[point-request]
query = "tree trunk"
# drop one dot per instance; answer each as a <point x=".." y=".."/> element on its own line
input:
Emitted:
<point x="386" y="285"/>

━━━━━━━━━━━━━━━━━━━━

• **What you are asked to do**: Generate an exact reproduction of all entries.

• **Final answer**:
[point-request]
query = "tree trunk"
# drop one dot per instance; answer each as a <point x=".." y=".."/> element on its own line
input:
Emitted:
<point x="386" y="285"/>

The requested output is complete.